(Prompt):
Could you write out every entry exactly as it stands?

---------- Dataset ----------

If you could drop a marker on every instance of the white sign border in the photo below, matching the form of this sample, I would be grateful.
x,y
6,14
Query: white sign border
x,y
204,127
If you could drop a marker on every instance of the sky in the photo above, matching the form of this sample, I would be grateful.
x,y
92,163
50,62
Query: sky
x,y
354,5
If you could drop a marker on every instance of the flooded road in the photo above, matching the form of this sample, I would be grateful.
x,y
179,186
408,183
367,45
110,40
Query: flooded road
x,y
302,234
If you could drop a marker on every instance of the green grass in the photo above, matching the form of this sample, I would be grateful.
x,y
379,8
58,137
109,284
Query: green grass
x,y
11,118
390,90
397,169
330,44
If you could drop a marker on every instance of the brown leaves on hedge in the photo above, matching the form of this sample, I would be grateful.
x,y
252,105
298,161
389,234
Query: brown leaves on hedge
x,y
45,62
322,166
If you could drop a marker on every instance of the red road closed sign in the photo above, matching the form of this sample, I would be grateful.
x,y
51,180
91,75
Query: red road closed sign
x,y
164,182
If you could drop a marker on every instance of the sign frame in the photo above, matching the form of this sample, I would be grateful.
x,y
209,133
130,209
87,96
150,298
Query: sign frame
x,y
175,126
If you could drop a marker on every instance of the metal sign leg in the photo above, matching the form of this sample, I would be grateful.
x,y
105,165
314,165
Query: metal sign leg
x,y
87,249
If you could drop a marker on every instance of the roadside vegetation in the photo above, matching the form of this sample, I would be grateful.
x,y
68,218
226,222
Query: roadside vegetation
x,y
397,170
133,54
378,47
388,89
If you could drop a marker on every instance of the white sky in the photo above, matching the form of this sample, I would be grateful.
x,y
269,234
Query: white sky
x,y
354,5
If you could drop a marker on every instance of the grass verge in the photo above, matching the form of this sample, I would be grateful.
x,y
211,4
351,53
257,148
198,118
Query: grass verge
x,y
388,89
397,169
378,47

----------

(Reply):
If you could drop a marker on every instance of the white sign border in the photo below, matching the form of this sample, I would be grateful.
x,y
6,14
Query: white sign border
x,y
204,127
If you could drop a marker on every instance of the sky in the photo above, matching the form of this sample, I would be grateful.
x,y
92,163
50,62
Query: sky
x,y
354,5
If you could drop a marker on every instance of the flooded road in the photo above, matching the form of this sample, I would be grateful.
x,y
179,186
408,183
367,45
110,40
Query: flooded road
x,y
302,234
If you could drop a marker on every instance of the green grass in the photo above, matching the form of this sample, I would be grateful.
x,y
379,8
58,137
109,284
Query: green grass
x,y
11,118
390,90
397,169
330,44
If you could drop a marker on every instance of the brown leaves on hedge in the photo above, matching the form of this sample, I would be grateful.
x,y
252,105
298,161
389,234
Query: brown leaves on hedge
x,y
45,62
322,166
If you could drop a marker on every instance of the red road closed sign in the photo above, matching the form of this sample, I would be grateful.
x,y
51,180
91,75
Query: red road closed sign
x,y
164,182
If you could drop a marker on every instance of the sign frame in the photo above, matching the form of this sample, I would be grateful.
x,y
209,133
130,209
87,96
150,298
Query: sign frame
x,y
175,126
If you could drop a marker on every instance of the metal sign leg in the photo above, matching the form of this sample, I would be grateful.
x,y
105,165
314,165
Query: metal sign leg
x,y
87,249
If you could drop a marker on every instance of the roadside vegetation in the photo above, matching the form of this sample, I would be grateful.
x,y
68,218
226,222
Query: roadside vegetation
x,y
397,170
133,54
378,47
388,89
If you could drop a marker on every instance of the white sky in the photo above, matching the form of this sample, I would be grateful.
x,y
269,234
Query: white sky
x,y
354,5
If you could drop a marker on every instance of the grass verge in the photo above, matching the form of this sample, I would be grateful.
x,y
211,4
351,53
257,148
198,118
Query: grass verge
x,y
388,89
397,169
378,47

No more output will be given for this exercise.